What is asked
Set out each line of the listing below as a numbered list, dropping the blank lines and leaving out the pictures.

Dataset entries
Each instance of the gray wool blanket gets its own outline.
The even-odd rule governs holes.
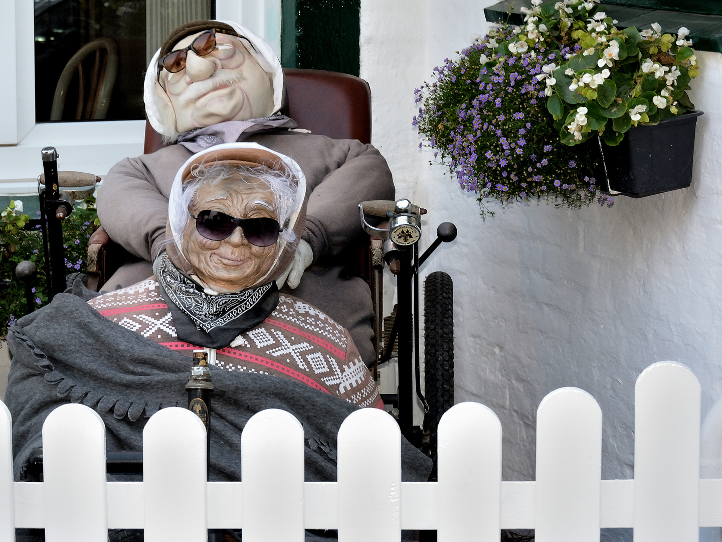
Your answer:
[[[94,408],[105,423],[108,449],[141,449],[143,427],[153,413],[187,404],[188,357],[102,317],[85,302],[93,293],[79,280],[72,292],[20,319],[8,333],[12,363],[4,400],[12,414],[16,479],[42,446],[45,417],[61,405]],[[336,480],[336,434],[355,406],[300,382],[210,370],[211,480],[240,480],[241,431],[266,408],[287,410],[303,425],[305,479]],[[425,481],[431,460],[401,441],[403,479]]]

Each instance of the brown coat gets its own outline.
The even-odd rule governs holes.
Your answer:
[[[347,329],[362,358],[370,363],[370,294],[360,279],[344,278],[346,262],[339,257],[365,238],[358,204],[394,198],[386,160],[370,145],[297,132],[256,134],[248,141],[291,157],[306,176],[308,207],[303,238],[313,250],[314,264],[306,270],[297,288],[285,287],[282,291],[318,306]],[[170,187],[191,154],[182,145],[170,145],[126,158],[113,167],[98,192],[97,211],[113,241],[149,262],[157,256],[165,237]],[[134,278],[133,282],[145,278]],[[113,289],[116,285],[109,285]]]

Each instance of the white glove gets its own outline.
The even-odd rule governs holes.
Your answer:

Finished answer
1. Each instance of the gray wool blanket gets its own outline.
2. The even-odd rule governs holes.
3. Your answer:
4. [[[94,408],[105,423],[108,449],[141,449],[143,427],[153,413],[187,404],[188,357],[102,317],[85,302],[93,293],[79,280],[72,292],[20,319],[8,333],[12,363],[4,400],[12,414],[16,479],[42,446],[45,417],[61,405]],[[336,480],[336,434],[355,406],[300,382],[210,370],[211,480],[240,480],[241,431],[266,408],[287,410],[303,425],[305,479]],[[425,481],[431,460],[401,441],[403,479]]]
5. Each instance of the brown coat gets its own outline.
6. The even-odd rule governs holes.
7. Your answer:
8. [[[347,329],[362,358],[370,363],[370,294],[360,279],[344,278],[346,262],[339,257],[365,238],[358,204],[394,198],[386,160],[370,145],[297,132],[256,134],[248,141],[291,157],[306,176],[308,207],[303,238],[313,250],[314,264],[306,270],[297,288],[285,287],[282,291],[318,306]],[[170,187],[191,154],[182,145],[170,145],[126,158],[113,167],[98,192],[97,211],[113,241],[149,262],[157,256],[165,237]],[[134,278],[133,282],[145,278]],[[113,289],[116,285],[109,285]]]
9. Each instance of the white glove gets its own outline.
10. The even-odd rule governs holes.
11. Your answer:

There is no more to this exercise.